Can you copy all of the data below word for word, with nothing changed?

Location identification items
▼▼▼
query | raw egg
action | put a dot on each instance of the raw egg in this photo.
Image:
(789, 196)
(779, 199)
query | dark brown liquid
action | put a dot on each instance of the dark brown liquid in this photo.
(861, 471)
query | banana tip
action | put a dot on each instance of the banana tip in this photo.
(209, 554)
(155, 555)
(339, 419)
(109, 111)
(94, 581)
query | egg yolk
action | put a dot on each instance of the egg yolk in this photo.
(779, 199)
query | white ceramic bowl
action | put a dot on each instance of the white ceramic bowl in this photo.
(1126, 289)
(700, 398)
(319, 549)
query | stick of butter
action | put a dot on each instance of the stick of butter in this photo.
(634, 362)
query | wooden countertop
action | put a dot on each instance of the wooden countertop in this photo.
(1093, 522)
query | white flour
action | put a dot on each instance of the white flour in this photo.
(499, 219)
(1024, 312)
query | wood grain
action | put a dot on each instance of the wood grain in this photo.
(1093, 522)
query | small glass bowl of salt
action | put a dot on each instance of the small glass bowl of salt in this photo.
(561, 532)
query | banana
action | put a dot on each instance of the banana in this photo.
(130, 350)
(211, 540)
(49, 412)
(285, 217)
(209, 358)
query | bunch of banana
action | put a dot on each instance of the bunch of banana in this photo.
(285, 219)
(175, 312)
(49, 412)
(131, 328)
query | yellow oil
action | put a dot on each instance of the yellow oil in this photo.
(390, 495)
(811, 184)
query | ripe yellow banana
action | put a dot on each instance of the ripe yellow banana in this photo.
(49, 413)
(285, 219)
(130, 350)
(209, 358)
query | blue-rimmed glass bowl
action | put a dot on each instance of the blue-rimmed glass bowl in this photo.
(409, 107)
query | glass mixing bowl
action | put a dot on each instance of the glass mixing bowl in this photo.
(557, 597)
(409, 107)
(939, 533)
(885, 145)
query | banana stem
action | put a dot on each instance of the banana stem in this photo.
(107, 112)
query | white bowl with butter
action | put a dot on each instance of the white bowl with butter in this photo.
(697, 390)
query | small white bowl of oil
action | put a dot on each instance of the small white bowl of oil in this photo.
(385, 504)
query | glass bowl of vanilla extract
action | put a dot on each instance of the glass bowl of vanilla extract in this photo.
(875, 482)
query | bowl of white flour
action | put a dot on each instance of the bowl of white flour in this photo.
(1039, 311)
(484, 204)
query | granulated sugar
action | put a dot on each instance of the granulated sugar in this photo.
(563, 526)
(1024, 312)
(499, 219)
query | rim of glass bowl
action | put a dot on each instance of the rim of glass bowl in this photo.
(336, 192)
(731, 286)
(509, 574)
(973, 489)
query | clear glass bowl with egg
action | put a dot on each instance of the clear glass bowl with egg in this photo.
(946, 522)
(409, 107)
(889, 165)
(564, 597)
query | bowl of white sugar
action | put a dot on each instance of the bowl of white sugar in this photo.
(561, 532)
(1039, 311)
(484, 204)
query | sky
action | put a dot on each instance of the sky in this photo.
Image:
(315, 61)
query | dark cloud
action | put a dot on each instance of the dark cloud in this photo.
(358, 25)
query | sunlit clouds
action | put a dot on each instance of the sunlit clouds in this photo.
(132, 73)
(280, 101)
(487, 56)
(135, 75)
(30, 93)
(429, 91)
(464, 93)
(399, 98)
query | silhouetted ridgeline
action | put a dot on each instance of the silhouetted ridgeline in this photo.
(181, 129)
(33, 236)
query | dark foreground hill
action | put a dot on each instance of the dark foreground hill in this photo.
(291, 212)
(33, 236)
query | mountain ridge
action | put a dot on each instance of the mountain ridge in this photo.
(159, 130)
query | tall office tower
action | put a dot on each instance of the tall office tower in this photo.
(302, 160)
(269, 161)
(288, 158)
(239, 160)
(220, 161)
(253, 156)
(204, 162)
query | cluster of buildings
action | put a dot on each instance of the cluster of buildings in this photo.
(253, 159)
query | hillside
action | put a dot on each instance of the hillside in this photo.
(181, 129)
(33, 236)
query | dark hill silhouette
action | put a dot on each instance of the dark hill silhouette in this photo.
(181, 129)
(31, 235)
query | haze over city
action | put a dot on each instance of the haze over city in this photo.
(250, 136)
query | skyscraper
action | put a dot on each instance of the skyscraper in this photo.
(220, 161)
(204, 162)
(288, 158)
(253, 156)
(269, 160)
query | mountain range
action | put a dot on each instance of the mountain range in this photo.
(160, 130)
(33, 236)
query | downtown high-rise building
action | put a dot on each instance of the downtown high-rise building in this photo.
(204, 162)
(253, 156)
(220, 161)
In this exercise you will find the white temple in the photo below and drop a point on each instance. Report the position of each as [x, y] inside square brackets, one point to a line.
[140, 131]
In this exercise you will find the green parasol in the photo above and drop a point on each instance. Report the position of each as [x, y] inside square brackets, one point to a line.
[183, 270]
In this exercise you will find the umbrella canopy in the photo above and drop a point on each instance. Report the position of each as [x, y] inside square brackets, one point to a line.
▲▲▲
## Correct output
query | raw egg
action | put a dot on each instance of the raw egg in this photo.
Image:
(789, 196)
(779, 199)
query | dark brown liquid
action | put a dot on each instance of the dark brown liquid in this photo.
(861, 471)
query | banana tip
action | put a dot on each instance of the banana tip in this photo.
(209, 554)
(155, 555)
(339, 419)
(109, 111)
(94, 581)
query | egg yolk
action | put a dot on each instance of the egg yolk in this photo.
(779, 199)
query | white ceramic bowl
action | put a dot on each instance of the white ceramic bowl in this photo.
(1126, 289)
(700, 398)
(319, 549)
query | stick of butter
action | put a dot on each instance of the stick of butter in this photo.
(634, 362)
query | wooden countertop
action | put a dot on each instance of the wooden countertop in this photo.
(1093, 522)
query | white flour
action | put a dot on each instance of the white flour in this photo.
(499, 219)
(1024, 312)
query | wood grain
action | put a dot on each instance of the wood grain in this photo.
(1093, 522)
query | small glass bowl of salt
action | put a dot on each instance of the small glass bowl of salt in this photo.
(561, 532)
query | banana
action | put a dot on each instance of the banana in this photo.
(130, 350)
(211, 540)
(49, 412)
(285, 217)
(209, 358)
query | bunch of banana
action | put a dot on each instance of the bunch of banana in this photo.
(285, 219)
(175, 312)
(49, 412)
(131, 328)
query | yellow oil
action | put a dot on each instance of the yellow oil in this photo.
(390, 495)
(811, 184)
query | ripe yellow banana
action | put a dot on each instance of the ripe yellow banana in this photo.
(49, 413)
(285, 219)
(130, 350)
(209, 358)
query | blue-rimmed glass bowl
action | put a dot on each instance of the blue-rimmed glass bowl in this photo.
(409, 107)
query | glass mixing bowl
action | put a dot on each instance of the glass mixing bowl in this photo.
(557, 597)
(409, 107)
(939, 533)
(885, 145)
query | banana stem
action | put a dot on each instance of the banana stem in this photo.
(107, 112)
query | white bowl with butter
action | put a dot on each instance of the white bowl with butter in this photo.
(697, 390)
query | small white bowl of oil
action | put a dot on each instance of the small white bowl of oil in this photo.
(385, 504)
query | glass bowl of vanilla extract
action | put a dot on each instance of the glass bowl of vanilla extract in this photo.
(875, 482)
query | bowl of white flour
action | put a dot on each instance of the bowl of white flour in this photo.
(1039, 311)
(484, 204)
query | granulated sugar
action | put a dot on each instance of the granulated sugar in this photo.
(563, 526)
(1024, 312)
(499, 219)
query | rim of glass bowl
action | put a dot on each instance of the rim of glass bowl in this photo.
(336, 192)
(731, 286)
(509, 574)
(973, 489)
query | clear glass bowl with egg
action | put a dot on each instance of the clear glass bowl with egg in this photo.
(946, 522)
(409, 107)
(889, 165)
(564, 597)
query | bowl of white sugar
action | put a dot on each instance of the bowl of white sugar in this photo.
(561, 532)
(1039, 311)
(484, 204)
query | sky
action | put a dot on each instance of the sky in this photo.
Image:
(315, 61)
query | dark cloud
action | put a dot on each instance of the dark cloud in this photo.
(358, 25)
query | sunlit clouds
action | put a dot on each instance of the sunlit clouds in this photo.
(132, 73)
(280, 101)
(487, 56)
(135, 75)
(30, 93)
(429, 91)
(464, 93)
(399, 98)
query | silhouetted ridgeline
action | put a dot on each instance of the silhouetted ridgeline in this photo.
(181, 129)
(33, 236)
query | dark foreground hill
action | put a dot on each instance of the dark foreground hill in this photo.
(291, 212)
(33, 236)
query | mountain ridge
action | put a dot on each instance of the mountain ridge in this photo.
(159, 130)
query | tall office tower
action | put a dot on each instance of the tall office tower in this photo.
(302, 160)
(269, 161)
(288, 158)
(239, 160)
(220, 161)
(253, 156)
(204, 162)
query | cluster of buildings
action | put a dot on each instance of the cluster of buildings in this photo.
(253, 159)
query | hillside
action | put a dot on each instance of the hillside in this photo.
(181, 129)
(33, 236)
query | dark hill silhouette
action | put a dot on each instance of the dark hill silhouette in this photo.
(181, 129)
(31, 235)
query | haze over city
action | put a dot on each instance of the haze over city in this photo.
(250, 136)
query | skyscraper
action | put a dot on each instance of the skyscraper in this photo.
(220, 161)
(204, 162)
(288, 158)
(253, 156)
(269, 160)
query | mountain range
action | put a dot on each instance of the mountain range in this photo.
(160, 130)
(33, 236)
query | downtown high-rise building
action | put a dot on each instance of the downtown high-rise building in this photo.
(204, 162)
(253, 156)
(220, 161)
In this exercise you will find the white temple in the photo below and drop a point on each instance. Report the position of each as [x, y] inside square brackets, one point to a line.
[140, 131]
In this exercise you will find the green parasol in the photo above and drop a point on each instance. Report the position of each as [x, y] inside square brackets, one point to a line.
[183, 270]
In this exercise you will find the umbrella canopy in the photo above and drop a point on each instance. Report the position of each as [x, y] inside square brackets, one point to a line.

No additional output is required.